TASK INSTRUCTIONS
Scan the records for the string "cloud", then copy each line that has it.
■ ■ ■ ■
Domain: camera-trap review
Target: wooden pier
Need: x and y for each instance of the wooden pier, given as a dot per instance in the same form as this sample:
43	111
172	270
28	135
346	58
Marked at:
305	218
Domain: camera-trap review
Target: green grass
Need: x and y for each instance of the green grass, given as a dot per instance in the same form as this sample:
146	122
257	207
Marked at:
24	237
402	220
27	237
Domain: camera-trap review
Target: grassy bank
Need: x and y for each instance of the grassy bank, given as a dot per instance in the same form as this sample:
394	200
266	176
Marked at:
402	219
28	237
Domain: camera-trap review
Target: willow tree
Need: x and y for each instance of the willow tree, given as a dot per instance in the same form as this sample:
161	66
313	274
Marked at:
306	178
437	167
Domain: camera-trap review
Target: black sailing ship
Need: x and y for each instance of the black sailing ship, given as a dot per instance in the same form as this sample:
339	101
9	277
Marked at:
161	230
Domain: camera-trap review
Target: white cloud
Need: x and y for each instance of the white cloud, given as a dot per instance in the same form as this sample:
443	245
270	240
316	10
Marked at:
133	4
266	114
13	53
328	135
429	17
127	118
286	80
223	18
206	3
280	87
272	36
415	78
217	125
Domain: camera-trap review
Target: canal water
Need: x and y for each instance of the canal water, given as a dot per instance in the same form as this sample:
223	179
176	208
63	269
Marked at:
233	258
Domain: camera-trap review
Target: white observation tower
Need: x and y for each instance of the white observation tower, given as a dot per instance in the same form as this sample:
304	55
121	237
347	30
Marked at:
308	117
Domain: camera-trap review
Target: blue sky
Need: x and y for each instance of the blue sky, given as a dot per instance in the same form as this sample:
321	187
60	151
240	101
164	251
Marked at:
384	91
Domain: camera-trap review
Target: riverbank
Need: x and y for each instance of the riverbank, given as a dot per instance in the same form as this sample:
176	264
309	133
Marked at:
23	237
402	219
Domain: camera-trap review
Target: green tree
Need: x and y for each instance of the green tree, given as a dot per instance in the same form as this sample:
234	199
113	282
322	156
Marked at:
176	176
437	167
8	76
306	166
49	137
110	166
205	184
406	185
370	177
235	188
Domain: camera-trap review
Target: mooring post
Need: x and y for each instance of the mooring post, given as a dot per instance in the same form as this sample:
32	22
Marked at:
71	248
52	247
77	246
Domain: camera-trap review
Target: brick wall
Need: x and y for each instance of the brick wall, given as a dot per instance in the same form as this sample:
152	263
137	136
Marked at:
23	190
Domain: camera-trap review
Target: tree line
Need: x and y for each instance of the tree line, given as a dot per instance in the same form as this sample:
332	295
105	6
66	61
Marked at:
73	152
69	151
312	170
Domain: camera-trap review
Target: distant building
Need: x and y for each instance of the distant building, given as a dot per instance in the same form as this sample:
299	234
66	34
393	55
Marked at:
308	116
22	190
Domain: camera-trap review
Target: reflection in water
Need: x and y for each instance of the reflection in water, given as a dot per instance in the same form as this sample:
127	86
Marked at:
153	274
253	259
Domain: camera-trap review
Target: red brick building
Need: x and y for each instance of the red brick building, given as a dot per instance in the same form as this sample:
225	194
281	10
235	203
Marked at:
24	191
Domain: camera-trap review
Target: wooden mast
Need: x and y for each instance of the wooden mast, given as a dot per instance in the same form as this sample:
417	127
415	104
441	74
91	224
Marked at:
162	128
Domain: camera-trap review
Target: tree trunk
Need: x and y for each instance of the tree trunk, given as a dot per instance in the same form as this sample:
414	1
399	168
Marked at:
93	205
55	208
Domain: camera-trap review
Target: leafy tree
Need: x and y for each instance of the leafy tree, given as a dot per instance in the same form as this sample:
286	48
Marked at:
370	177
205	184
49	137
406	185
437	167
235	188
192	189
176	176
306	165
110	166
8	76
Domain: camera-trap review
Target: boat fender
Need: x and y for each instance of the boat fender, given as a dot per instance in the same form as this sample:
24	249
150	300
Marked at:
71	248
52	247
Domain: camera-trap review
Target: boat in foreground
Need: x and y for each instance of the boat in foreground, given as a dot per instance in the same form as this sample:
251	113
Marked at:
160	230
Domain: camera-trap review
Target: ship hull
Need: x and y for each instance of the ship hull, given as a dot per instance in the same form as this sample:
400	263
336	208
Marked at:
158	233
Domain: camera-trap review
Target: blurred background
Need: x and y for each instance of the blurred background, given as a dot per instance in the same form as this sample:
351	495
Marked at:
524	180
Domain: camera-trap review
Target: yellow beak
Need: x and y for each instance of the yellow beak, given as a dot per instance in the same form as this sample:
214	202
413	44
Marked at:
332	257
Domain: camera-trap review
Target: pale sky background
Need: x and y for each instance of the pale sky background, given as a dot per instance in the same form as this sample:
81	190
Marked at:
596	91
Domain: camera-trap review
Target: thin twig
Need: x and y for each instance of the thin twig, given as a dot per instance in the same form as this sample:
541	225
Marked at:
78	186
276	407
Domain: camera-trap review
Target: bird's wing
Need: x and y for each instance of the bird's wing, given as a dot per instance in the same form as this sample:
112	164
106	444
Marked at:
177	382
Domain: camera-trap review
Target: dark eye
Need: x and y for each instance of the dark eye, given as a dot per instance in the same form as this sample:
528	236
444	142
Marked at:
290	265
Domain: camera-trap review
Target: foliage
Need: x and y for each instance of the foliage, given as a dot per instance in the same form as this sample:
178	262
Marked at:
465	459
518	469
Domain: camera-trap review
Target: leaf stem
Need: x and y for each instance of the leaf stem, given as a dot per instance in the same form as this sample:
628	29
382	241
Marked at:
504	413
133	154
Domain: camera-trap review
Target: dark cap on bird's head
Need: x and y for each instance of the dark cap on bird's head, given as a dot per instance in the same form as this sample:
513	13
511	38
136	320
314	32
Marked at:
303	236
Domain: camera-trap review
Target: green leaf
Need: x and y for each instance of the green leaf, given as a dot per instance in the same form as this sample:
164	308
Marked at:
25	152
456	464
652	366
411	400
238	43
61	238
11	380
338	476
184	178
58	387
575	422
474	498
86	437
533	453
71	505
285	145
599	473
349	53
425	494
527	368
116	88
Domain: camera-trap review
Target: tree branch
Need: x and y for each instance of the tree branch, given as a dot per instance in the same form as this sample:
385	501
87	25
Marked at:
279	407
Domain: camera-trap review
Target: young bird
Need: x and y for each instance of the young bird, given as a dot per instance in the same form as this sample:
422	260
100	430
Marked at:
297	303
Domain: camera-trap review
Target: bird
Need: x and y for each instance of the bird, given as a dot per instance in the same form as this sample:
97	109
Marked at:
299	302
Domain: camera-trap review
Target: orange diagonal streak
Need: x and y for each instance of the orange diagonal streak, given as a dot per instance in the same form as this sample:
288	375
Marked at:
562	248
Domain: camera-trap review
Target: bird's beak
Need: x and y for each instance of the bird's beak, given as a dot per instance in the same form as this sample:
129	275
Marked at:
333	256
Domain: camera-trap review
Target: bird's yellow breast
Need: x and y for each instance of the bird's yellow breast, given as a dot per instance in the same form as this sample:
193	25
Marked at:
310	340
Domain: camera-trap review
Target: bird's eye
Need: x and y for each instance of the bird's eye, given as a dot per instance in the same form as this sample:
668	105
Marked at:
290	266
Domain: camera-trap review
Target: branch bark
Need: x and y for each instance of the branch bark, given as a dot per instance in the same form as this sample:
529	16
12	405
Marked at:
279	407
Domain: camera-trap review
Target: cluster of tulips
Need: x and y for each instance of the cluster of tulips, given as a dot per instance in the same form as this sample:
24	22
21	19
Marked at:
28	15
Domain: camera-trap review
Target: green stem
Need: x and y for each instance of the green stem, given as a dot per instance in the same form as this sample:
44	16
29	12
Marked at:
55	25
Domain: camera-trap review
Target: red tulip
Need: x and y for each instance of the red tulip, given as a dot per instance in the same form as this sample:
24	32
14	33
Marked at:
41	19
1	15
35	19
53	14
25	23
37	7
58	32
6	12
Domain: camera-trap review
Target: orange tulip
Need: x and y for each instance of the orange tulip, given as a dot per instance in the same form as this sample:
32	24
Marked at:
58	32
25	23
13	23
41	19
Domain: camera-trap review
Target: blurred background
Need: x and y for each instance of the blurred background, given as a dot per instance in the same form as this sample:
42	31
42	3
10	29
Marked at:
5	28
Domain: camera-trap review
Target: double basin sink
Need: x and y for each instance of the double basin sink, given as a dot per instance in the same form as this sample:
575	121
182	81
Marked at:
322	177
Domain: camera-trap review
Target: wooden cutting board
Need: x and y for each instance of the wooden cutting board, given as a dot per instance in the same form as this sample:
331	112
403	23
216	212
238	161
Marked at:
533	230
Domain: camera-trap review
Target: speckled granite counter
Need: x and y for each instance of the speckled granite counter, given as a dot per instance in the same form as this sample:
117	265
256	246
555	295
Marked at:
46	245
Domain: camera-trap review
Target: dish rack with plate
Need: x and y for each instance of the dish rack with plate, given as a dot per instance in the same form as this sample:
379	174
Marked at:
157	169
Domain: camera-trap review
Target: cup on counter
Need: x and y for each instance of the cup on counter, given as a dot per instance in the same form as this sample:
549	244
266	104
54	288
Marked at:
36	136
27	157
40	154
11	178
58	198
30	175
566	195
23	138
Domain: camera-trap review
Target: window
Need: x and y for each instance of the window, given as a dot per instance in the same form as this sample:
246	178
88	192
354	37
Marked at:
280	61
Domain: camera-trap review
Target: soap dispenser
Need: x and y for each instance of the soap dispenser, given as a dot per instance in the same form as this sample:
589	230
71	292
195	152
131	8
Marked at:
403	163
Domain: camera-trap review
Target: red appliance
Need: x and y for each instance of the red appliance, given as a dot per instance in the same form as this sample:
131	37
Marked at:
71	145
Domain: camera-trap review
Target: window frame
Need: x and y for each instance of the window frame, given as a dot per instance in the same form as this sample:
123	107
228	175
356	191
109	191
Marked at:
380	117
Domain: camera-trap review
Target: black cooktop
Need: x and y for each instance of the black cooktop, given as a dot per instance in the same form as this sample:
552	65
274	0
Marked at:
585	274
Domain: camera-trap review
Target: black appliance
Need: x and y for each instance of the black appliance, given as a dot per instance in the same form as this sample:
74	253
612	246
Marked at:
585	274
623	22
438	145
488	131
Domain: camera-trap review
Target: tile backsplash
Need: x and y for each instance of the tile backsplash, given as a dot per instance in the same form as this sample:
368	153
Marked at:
■ ■ ■ ■
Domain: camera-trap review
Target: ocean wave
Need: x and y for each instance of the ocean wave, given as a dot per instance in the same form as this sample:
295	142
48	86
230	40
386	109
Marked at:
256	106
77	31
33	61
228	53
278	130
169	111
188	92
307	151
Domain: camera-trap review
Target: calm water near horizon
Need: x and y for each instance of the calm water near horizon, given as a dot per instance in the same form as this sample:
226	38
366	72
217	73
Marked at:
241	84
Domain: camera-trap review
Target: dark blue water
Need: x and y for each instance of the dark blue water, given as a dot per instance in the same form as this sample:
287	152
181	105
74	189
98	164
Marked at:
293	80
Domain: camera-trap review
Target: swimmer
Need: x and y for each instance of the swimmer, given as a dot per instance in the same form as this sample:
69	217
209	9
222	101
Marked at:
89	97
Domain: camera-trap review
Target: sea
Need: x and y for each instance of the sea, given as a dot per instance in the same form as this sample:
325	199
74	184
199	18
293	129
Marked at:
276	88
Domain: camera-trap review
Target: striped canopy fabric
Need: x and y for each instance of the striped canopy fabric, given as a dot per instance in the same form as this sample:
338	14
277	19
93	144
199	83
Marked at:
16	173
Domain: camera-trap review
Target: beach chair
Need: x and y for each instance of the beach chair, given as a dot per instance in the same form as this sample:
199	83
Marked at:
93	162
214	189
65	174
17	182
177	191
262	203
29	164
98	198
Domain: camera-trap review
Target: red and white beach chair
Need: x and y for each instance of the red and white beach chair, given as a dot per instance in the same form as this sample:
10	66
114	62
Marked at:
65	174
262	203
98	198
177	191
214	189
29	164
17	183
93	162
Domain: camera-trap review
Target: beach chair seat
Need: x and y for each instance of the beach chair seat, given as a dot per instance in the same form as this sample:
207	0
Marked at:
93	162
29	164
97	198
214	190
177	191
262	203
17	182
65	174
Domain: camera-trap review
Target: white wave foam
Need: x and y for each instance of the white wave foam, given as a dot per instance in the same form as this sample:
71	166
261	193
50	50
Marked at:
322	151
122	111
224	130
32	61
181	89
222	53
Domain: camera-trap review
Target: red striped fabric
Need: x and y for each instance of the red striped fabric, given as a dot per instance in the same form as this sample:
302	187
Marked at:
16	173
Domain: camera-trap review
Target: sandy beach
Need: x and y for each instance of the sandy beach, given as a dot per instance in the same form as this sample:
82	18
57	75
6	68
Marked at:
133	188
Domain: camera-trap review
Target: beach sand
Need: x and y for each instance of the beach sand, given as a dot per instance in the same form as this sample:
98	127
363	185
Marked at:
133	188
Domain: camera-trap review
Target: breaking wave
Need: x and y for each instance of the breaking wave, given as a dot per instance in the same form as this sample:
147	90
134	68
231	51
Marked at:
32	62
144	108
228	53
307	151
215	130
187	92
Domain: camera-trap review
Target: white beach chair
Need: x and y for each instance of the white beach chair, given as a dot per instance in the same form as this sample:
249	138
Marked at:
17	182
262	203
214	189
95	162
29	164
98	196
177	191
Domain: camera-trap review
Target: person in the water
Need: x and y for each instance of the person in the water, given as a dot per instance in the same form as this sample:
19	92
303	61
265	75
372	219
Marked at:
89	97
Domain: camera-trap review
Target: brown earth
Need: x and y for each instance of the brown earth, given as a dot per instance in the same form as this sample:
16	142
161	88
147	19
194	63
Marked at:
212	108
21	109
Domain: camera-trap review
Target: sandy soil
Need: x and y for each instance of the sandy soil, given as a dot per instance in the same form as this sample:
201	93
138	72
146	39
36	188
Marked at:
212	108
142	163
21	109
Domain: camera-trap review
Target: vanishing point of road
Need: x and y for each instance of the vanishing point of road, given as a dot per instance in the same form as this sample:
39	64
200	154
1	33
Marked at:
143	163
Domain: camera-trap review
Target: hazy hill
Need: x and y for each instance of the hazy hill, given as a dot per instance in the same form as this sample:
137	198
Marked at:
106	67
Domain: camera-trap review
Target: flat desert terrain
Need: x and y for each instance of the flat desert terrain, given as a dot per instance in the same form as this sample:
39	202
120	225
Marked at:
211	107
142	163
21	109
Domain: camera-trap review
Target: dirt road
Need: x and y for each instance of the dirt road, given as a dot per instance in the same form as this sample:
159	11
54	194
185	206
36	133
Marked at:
■ ■ ■ ■
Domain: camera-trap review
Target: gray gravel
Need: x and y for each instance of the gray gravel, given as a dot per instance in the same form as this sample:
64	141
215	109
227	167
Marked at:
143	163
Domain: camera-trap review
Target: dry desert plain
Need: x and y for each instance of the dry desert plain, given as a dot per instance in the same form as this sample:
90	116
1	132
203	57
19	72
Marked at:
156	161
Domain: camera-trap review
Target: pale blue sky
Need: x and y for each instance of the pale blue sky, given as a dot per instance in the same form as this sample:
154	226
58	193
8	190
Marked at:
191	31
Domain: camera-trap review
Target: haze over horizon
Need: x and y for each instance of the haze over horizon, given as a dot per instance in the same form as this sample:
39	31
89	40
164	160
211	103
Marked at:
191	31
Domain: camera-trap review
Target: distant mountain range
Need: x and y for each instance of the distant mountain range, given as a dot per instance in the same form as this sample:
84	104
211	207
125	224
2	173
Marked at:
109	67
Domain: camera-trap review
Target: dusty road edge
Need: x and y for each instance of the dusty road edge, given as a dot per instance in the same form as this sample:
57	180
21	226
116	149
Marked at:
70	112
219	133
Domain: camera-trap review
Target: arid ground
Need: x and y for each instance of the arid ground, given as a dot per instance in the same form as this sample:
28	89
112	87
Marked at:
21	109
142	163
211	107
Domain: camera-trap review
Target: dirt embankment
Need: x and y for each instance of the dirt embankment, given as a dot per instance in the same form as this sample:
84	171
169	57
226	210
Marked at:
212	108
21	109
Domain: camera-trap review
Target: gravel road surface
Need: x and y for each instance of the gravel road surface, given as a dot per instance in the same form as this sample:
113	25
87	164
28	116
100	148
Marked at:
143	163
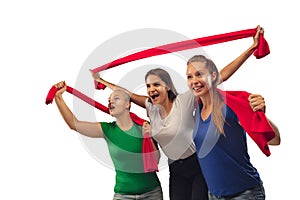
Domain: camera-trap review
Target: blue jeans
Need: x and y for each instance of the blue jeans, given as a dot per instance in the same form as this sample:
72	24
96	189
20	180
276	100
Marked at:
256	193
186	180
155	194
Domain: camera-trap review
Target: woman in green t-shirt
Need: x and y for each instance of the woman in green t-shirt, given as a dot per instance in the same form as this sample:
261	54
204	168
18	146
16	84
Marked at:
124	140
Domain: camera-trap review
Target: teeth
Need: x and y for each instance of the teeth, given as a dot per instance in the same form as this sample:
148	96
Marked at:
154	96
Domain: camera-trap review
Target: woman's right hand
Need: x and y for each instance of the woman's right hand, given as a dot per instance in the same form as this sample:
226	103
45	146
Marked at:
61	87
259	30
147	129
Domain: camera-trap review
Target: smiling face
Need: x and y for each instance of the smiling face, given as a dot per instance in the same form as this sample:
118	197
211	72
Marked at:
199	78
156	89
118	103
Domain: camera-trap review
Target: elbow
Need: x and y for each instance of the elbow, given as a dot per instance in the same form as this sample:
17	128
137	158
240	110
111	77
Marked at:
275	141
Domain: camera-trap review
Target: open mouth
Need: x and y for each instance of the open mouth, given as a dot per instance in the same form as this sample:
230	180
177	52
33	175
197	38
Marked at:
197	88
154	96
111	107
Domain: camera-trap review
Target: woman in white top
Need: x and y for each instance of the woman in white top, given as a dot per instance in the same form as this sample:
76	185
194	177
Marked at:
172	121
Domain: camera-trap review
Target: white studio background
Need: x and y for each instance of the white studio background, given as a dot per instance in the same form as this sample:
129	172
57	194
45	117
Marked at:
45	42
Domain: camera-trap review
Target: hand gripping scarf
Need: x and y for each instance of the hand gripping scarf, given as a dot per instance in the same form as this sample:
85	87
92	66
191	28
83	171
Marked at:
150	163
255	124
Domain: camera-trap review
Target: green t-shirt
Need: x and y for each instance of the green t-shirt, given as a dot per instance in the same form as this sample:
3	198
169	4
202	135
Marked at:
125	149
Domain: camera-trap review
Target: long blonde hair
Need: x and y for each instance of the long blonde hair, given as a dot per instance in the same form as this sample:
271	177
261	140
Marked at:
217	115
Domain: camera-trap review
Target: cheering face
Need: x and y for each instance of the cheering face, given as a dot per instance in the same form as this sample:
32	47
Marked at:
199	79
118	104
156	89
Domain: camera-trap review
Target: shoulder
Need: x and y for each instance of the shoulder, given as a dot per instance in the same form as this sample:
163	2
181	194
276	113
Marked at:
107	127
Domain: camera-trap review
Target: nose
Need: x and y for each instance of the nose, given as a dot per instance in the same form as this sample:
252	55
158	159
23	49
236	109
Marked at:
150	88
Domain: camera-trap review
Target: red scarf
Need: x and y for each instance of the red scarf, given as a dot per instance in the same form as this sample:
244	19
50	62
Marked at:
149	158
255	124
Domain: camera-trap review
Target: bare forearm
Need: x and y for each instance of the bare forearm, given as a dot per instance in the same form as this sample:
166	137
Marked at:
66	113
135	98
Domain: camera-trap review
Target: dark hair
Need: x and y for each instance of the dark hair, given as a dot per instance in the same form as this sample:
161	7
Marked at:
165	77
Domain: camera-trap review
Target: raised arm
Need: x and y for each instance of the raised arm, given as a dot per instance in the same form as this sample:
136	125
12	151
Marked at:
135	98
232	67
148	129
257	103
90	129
■ ■ ■ ■
RESPONSE AREA
Target: white cloud
Need: x and y for each instance of the white cloud, given as a dot per instance in the same form as this sample:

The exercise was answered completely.